Petunjuk Latihan
- 1) Salin bagian teks tentang TNI-Polri di Ilaga yang diawali kata-kata berisi "Meski sempat terjadi" dan ditutup dengan "tengah Papua tersebut.".
- 2) Dalam daftar, tuliskan lagi bagian yang diawali baris berisi "Tag a point on every instance of the overcast" sampai akhir daftar, dengan "overcast sky" diganti menjadi "cloudy sky" dan sisanya tetap sama. Berikan bagian itu saja.

Kutipan Pilihan
▶
Jakarta (CB) -
Derap lars sepatu personel TNI-Polri terdengar di Ilaga, Kabupaten
Puncak, Papua. Tawa dan keakraban antar anggota kedua institusi itu
bukan hal yang sulit ditemui di pedalaman Bumi Cenderawasih tersebut.
Bila
di beberapa wilayah pecah keributan yang melibatkan oknum TNI dan
Polri, tidak demikian di Distrik Ilaga. Di daerah pegunungan Papua itu,
keakraban terjalin antara personel TNI dan Polri.
Hal tersebut
terlihat kala detikcom berkunjung ke Ilaga beberapa waktu lalu. Peran
serta pasukan TNI dan Polri dalam kegiatan di kota kecil itu sangat
dilibatkan bersama dengan warga. Ketika itu Kabupaten Puncak semangat
dalam menyambut dan merayakan HUT ke-70 RI.
Meski sempat terjadi
perang antar warga beberapa tahun lalu, kini wilayah Kabupaten Puncak
yang memiliki 8 distrik sudah kondusif dan mulai berkembang. Untuk
membantu proses stabilitas di wilayah pedalaman Papua itu, beberapa
satgas baik dari TNI dan Polri masih ditempatkan di wilayah pegunungan
tengah Papua tersebut.
Penjagaan di wilayah tersebut cukup ketat.
◀
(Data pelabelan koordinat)
▶
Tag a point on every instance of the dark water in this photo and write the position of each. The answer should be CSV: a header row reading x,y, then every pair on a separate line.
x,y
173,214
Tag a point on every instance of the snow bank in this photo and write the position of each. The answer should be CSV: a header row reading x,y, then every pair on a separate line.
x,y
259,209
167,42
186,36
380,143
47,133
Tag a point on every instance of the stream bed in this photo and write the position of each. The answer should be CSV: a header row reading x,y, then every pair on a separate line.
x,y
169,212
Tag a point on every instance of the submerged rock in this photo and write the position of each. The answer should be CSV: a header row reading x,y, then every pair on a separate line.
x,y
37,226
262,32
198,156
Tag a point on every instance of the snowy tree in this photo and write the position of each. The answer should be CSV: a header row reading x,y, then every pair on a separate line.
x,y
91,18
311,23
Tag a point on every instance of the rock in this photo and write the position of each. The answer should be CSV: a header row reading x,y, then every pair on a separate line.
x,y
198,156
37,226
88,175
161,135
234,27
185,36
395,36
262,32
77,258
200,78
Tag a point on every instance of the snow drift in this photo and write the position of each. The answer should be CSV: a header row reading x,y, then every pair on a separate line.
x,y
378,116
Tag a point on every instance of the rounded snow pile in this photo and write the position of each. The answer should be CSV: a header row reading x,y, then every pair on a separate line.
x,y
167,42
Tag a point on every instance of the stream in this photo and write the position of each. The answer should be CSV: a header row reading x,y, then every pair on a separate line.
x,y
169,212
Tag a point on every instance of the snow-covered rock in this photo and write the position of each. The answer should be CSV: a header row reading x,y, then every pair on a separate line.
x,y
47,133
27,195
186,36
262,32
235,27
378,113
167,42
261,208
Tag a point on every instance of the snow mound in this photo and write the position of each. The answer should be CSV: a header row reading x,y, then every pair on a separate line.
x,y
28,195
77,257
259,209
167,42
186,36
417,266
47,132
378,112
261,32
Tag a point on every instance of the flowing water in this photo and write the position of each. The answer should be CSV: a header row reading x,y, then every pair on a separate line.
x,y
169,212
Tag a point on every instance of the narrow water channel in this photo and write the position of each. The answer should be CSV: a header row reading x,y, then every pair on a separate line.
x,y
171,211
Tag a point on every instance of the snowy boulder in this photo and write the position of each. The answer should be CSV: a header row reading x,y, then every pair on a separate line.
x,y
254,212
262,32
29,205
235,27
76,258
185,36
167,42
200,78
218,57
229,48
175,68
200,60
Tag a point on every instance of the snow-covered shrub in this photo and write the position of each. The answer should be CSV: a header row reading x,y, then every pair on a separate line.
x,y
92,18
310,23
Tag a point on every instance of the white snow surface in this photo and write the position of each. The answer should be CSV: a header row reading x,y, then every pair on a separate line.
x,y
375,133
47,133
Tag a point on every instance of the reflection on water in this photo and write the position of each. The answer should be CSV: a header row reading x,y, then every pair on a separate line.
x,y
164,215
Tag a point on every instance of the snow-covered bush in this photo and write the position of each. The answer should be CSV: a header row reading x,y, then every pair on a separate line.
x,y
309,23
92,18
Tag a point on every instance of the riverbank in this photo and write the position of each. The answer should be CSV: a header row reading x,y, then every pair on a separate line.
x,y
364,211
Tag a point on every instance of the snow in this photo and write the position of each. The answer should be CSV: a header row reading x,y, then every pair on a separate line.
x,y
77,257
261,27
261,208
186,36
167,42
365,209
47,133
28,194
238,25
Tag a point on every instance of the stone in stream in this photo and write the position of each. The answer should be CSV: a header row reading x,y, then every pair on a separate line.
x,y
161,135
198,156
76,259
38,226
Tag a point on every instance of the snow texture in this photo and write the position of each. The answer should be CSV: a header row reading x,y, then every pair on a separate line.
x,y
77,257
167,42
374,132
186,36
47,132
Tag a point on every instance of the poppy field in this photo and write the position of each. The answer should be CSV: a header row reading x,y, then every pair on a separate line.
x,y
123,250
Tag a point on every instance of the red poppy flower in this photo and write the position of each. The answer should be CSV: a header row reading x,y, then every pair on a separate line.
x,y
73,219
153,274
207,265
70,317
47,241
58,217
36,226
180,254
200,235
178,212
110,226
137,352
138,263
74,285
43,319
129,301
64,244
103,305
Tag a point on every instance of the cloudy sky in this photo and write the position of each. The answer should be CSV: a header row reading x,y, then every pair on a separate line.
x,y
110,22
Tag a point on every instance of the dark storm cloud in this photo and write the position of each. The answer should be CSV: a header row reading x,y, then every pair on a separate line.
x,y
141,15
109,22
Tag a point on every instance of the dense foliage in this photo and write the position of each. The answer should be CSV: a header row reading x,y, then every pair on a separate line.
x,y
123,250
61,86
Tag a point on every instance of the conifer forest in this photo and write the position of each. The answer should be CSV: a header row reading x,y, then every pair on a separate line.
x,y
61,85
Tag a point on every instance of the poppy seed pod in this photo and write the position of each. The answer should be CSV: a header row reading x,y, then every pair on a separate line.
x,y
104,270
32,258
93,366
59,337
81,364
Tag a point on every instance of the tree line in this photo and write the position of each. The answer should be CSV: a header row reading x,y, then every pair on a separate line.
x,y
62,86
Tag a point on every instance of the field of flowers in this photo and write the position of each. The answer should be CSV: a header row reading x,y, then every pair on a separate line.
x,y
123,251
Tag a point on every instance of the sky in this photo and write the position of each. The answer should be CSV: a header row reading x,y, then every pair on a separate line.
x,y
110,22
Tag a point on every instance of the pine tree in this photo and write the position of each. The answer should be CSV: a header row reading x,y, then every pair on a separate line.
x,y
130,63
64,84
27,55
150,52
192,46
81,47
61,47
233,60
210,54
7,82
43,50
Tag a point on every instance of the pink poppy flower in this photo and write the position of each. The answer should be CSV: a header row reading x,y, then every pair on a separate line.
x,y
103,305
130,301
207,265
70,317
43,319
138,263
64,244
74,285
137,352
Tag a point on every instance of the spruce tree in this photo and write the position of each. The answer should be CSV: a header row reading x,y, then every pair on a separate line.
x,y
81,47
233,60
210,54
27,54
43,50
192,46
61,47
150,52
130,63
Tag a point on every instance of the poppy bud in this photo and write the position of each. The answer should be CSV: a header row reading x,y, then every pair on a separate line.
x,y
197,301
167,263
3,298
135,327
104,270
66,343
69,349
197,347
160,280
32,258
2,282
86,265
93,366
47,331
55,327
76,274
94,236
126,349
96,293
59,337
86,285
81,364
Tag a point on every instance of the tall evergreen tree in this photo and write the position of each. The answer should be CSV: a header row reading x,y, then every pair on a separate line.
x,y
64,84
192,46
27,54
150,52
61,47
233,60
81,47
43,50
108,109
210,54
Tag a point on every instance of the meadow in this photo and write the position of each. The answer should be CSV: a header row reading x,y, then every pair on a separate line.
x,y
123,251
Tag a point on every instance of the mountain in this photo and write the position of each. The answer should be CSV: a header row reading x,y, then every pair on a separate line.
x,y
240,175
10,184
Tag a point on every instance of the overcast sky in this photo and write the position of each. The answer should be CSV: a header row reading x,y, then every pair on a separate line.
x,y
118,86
◀
Kunci Jawaban
- 1)
Meski sempat terjadi
perang antar warga beberapa tahun lalu, kini wilayah Kabupaten Puncak
yang memiliki 8 distrik sudah kondusif dan mulai berkembang. Untuk
membantu proses stabilitas di wilayah pedalaman Papua itu, beberapa
satgas baik dari TNI dan Polri masih ditempatkan di wilayah pegunungan
tengah Papua tersebut.

- 2)
Tag a point on every instance of the cloudy sky in this photo and write the position of each. The answer should be CSV: a header row reading x,y, then every pair on a separate line.
x,y
118,86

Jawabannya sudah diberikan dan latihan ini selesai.